(Records contained in a dataset)
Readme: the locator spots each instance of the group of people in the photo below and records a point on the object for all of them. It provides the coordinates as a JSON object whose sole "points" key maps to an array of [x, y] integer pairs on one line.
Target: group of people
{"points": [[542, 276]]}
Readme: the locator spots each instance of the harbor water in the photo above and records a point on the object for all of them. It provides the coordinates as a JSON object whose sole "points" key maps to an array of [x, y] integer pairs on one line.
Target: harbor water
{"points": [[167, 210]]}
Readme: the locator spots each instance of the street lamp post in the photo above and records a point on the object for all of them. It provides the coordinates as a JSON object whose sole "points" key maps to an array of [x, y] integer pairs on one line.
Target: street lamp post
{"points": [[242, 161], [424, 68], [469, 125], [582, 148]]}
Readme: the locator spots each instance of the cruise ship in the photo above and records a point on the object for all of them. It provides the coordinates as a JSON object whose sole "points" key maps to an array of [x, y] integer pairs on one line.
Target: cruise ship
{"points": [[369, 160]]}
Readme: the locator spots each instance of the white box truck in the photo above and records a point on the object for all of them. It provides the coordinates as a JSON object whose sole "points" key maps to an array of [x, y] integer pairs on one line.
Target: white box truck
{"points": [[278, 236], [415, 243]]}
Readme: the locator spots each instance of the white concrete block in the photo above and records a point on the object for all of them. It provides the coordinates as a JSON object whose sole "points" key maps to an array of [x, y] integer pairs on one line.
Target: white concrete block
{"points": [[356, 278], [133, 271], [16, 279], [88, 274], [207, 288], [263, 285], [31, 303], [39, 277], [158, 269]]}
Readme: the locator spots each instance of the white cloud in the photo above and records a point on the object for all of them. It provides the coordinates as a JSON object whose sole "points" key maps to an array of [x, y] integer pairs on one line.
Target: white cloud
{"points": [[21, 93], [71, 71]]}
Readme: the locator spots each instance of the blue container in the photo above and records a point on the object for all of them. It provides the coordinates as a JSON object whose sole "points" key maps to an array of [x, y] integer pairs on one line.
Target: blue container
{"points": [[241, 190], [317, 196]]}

| Instructions for the task |
Return the entries in full. Do not alter them.

| Written response |
Readme: the locator spots each instance of the group of people in the photo below and records a point on the object for all of them. It provides the coordinates as a JSON object whose sole "points" key maps to an array of [x, y] integer pairs on one line.
Target: group of people
{"points": [[542, 276]]}
Readme: the locator spots each instance of the harbor water in the photo above and records a point on the object for all of them. It provides the coordinates as a JSON object whose sole "points" key maps to an array of [x, y] integer pairs on one line.
Target: harbor water
{"points": [[167, 210]]}
Readme: the locator spots each instance of the street lamp post in the photo above and records a point on the object for all of them. It provides the coordinates as a JSON object whose sole "points" key maps to an array of [x, y] integer pairs on one line.
Target: street lamp post
{"points": [[242, 161], [424, 68], [469, 125], [582, 148]]}
Readme: the locator spots each instance of the cruise ship in the photo above and records a point on the object for all of them. It provides the coordinates as a JSON object whose sole "points" key maps to an array of [x, y] integer pairs on one line.
Target: cruise ship
{"points": [[369, 160]]}
Readme: the locator spots each instance of the white box truck in the photo above and records a point on the object for all of them. It provides the coordinates as a JSON object whose sole "points" key maps to an array of [x, y] integer pairs on one line.
Target: white box truck
{"points": [[278, 236], [415, 243]]}
Readme: the locator spots each instance of the white concrete block in the photo above and records a point on the object for all of them. It provides the coordinates as a JSON object whose sole "points" key maps to an array of [x, y] integer pairs on one line.
Target: white concrete block
{"points": [[356, 278], [133, 271], [16, 279], [88, 274], [207, 288], [263, 285], [31, 303], [39, 277], [158, 269]]}
Readme: the locator spots each instance of the white cloud in the photo above and records a point on the object for all of them. It provides the coordinates as a JSON object whose sole "points" key maps to an array of [x, y] integer pairs on one line.
Target: white cloud
{"points": [[21, 93], [71, 71]]}
Readme: the locator spots each instance of the blue container in the photo above and records a point on the object for all of them. It provides the coordinates as a JSON object whose sole "points" key maps to an array of [x, y] integer pairs on one line.
Target: blue container
{"points": [[241, 190], [317, 196]]}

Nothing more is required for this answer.